» SET EXERCISE A
Reproduce verbatim the part of the separation index text that begins at the words "The ticks along" and stops after "changed to -projDir.".

» SOURCE TEXT
━━━━
The ticks along X axis indicates the positions of points of the projected two clusters. The positions of $L_i$ and $U_i$, $i=1, 2$, are also indicated on X axis, where $L_i$ and $U_i$ are the lower and upper $\alpha/2$ sample percentiles of cluster $i$ if sepValMethod="quantile". If sepValMethod="normal", $L_i=xbar_i-z_{\alpha/2}s_i$, where $xbar_i$ and $s_i$ are the sample mean and standard deviation of cluster $i$, and $z_{\alpha/2}$ is the upper $\alpha/2$ percentile of standard normal distribution.

Value

sepVal	value of the separation index for the projected two clusters along the projection direction projDir.
projDir	projection direction. To make sure the projected cluster 1 is on the left-hand side of the projected cluster 2, the input projDir might be changed to -projDir.
━━━━
» GIVEN ENTRIES
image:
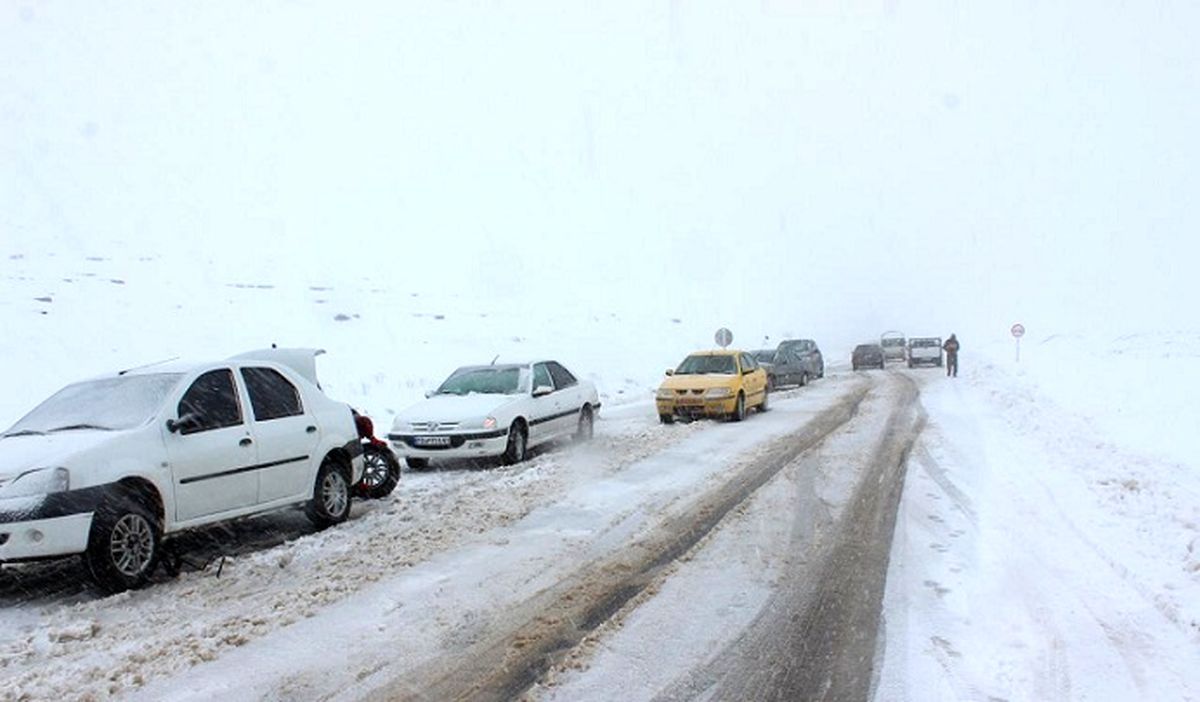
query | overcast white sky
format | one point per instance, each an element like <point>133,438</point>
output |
<point>937,165</point>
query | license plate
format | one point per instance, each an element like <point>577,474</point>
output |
<point>431,441</point>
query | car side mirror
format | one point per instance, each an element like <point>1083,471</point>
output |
<point>186,423</point>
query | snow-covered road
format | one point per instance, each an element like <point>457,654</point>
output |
<point>702,561</point>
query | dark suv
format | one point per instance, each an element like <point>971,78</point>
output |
<point>802,359</point>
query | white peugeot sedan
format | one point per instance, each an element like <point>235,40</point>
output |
<point>496,411</point>
<point>109,467</point>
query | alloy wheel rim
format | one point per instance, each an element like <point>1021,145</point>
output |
<point>131,545</point>
<point>376,471</point>
<point>334,493</point>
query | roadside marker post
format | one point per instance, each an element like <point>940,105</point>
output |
<point>1018,333</point>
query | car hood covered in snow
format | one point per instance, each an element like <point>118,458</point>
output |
<point>54,450</point>
<point>453,408</point>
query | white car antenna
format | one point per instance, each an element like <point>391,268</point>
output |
<point>148,365</point>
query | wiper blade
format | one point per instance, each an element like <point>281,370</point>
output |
<point>79,426</point>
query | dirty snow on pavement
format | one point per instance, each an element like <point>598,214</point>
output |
<point>1037,555</point>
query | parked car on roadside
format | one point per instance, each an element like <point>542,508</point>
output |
<point>496,411</point>
<point>789,365</point>
<point>925,351</point>
<point>112,466</point>
<point>894,346</point>
<point>717,383</point>
<point>867,355</point>
<point>803,357</point>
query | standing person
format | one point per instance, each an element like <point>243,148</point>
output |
<point>952,357</point>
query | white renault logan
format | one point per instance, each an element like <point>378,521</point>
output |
<point>112,466</point>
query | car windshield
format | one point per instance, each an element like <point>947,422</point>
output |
<point>700,365</point>
<point>109,403</point>
<point>486,381</point>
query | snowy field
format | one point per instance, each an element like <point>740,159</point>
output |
<point>1047,545</point>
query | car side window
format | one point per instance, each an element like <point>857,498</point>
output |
<point>563,378</point>
<point>541,377</point>
<point>271,395</point>
<point>213,401</point>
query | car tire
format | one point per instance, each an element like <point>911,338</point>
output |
<point>124,545</point>
<point>517,447</point>
<point>330,502</point>
<point>381,473</point>
<point>587,425</point>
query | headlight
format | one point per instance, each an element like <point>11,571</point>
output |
<point>37,481</point>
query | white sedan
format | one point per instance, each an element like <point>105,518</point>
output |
<point>109,467</point>
<point>496,411</point>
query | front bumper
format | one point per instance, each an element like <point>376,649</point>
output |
<point>45,538</point>
<point>697,407</point>
<point>456,445</point>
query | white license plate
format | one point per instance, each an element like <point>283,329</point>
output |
<point>431,441</point>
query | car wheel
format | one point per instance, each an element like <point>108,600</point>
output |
<point>739,408</point>
<point>515,450</point>
<point>381,473</point>
<point>330,501</point>
<point>587,426</point>
<point>124,545</point>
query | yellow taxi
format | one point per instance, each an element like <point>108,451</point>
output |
<point>717,383</point>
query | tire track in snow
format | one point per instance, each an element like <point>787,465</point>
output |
<point>547,627</point>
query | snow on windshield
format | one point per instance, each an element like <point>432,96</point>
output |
<point>701,365</point>
<point>490,381</point>
<point>108,403</point>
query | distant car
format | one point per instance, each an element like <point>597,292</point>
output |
<point>894,346</point>
<point>718,383</point>
<point>496,411</point>
<point>109,467</point>
<point>925,351</point>
<point>804,359</point>
<point>867,355</point>
<point>783,369</point>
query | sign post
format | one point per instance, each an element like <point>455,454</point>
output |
<point>1018,333</point>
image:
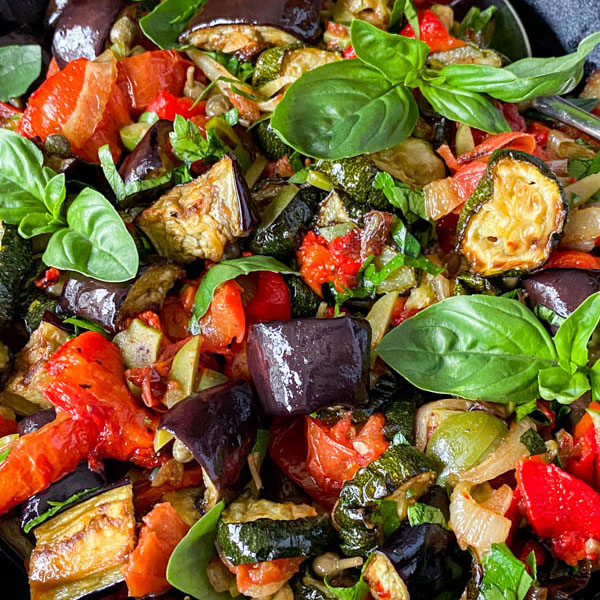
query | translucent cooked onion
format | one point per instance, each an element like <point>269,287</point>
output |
<point>503,458</point>
<point>474,525</point>
<point>582,229</point>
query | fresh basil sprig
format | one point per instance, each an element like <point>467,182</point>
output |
<point>494,349</point>
<point>225,271</point>
<point>20,66</point>
<point>90,239</point>
<point>360,106</point>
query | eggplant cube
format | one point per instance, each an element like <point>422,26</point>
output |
<point>198,219</point>
<point>83,549</point>
<point>244,28</point>
<point>303,365</point>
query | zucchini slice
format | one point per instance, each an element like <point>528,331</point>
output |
<point>401,474</point>
<point>514,218</point>
<point>253,531</point>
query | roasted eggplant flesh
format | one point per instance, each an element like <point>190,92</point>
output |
<point>239,26</point>
<point>108,304</point>
<point>303,365</point>
<point>198,219</point>
<point>74,484</point>
<point>218,425</point>
<point>514,218</point>
<point>427,558</point>
<point>83,549</point>
<point>561,290</point>
<point>83,29</point>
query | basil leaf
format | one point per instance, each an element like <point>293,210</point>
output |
<point>225,271</point>
<point>186,569</point>
<point>504,576</point>
<point>395,56</point>
<point>55,507</point>
<point>525,79</point>
<point>95,243</point>
<point>468,107</point>
<point>423,513</point>
<point>23,180</point>
<point>557,384</point>
<point>344,109</point>
<point>20,66</point>
<point>478,347</point>
<point>165,23</point>
<point>573,335</point>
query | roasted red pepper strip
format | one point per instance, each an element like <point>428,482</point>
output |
<point>89,384</point>
<point>146,569</point>
<point>433,33</point>
<point>559,507</point>
<point>42,457</point>
<point>167,106</point>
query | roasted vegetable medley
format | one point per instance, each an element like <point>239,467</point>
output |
<point>298,301</point>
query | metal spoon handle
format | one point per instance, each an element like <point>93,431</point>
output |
<point>562,110</point>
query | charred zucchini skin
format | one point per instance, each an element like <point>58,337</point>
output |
<point>484,193</point>
<point>283,236</point>
<point>15,263</point>
<point>374,482</point>
<point>356,177</point>
<point>304,301</point>
<point>269,539</point>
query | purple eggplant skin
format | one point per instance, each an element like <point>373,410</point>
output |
<point>561,290</point>
<point>83,29</point>
<point>83,478</point>
<point>304,365</point>
<point>299,18</point>
<point>428,559</point>
<point>218,425</point>
<point>36,420</point>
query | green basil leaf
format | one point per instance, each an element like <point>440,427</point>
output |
<point>557,384</point>
<point>423,513</point>
<point>39,223</point>
<point>468,107</point>
<point>478,347</point>
<point>344,109</point>
<point>20,66</point>
<point>394,55</point>
<point>504,576</point>
<point>186,570</point>
<point>95,243</point>
<point>23,179</point>
<point>571,339</point>
<point>225,271</point>
<point>166,22</point>
<point>525,79</point>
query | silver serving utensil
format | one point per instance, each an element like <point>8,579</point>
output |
<point>510,37</point>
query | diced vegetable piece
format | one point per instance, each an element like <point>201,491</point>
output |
<point>514,218</point>
<point>295,365</point>
<point>198,219</point>
<point>83,549</point>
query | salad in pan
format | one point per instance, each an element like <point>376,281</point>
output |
<point>298,301</point>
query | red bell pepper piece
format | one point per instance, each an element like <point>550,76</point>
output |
<point>167,106</point>
<point>146,570</point>
<point>433,33</point>
<point>42,457</point>
<point>271,302</point>
<point>572,259</point>
<point>89,384</point>
<point>82,102</point>
<point>144,76</point>
<point>559,507</point>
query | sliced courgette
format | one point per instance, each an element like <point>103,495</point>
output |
<point>401,474</point>
<point>515,217</point>
<point>251,531</point>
━━━━
» SET EXERCISE B
Write out the records again, requests included, starting at the line that has "query | red bell pepper piece" and ending with the last line of the records. Shift every point coordinate in the answers by adding 125 to it.

» EXERCISE SOLUTION A
The ticks along X axis indicates the positions of points of the projected two clusters. The positions of $L_i$ and $U_i$, $i=1, 2$, are also indicated on X axis, where $L_i$ and $U_i$ are the lower and upper $\alpha/2$ sample percentiles of cluster $i$ if sepValMethod="quantile". If sepValMethod="normal", $L_i=xbar_i-z_{\alpha/2}s_i$, where $xbar_i$ and $s_i$ are the sample mean and standard deviation of cluster $i$, and $z_{\alpha/2}$ is the upper $\alpha/2$ percentile of standard normal distribution.

Value

sepVal	value of the separation index for the projected two clusters along the projection direction projDir.
projDir	projection direction. To make sure the projected cluster 1 is on the left-hand side of the projected cluster 2, the input projDir might be changed to -projDir.

» EXERCISE SOLUTION B
query | red bell pepper piece
format | one point per instance, each an element like <point>550,76</point>
output |
<point>292,231</point>
<point>271,695</point>
<point>558,158</point>
<point>167,582</point>
<point>396,427</point>
<point>697,384</point>
<point>214,509</point>
<point>207,227</point>
<point>269,201</point>
<point>684,632</point>
query | sliced courgette
format | one point per instance, each an element like <point>103,495</point>
output |
<point>526,599</point>
<point>640,342</point>
<point>376,656</point>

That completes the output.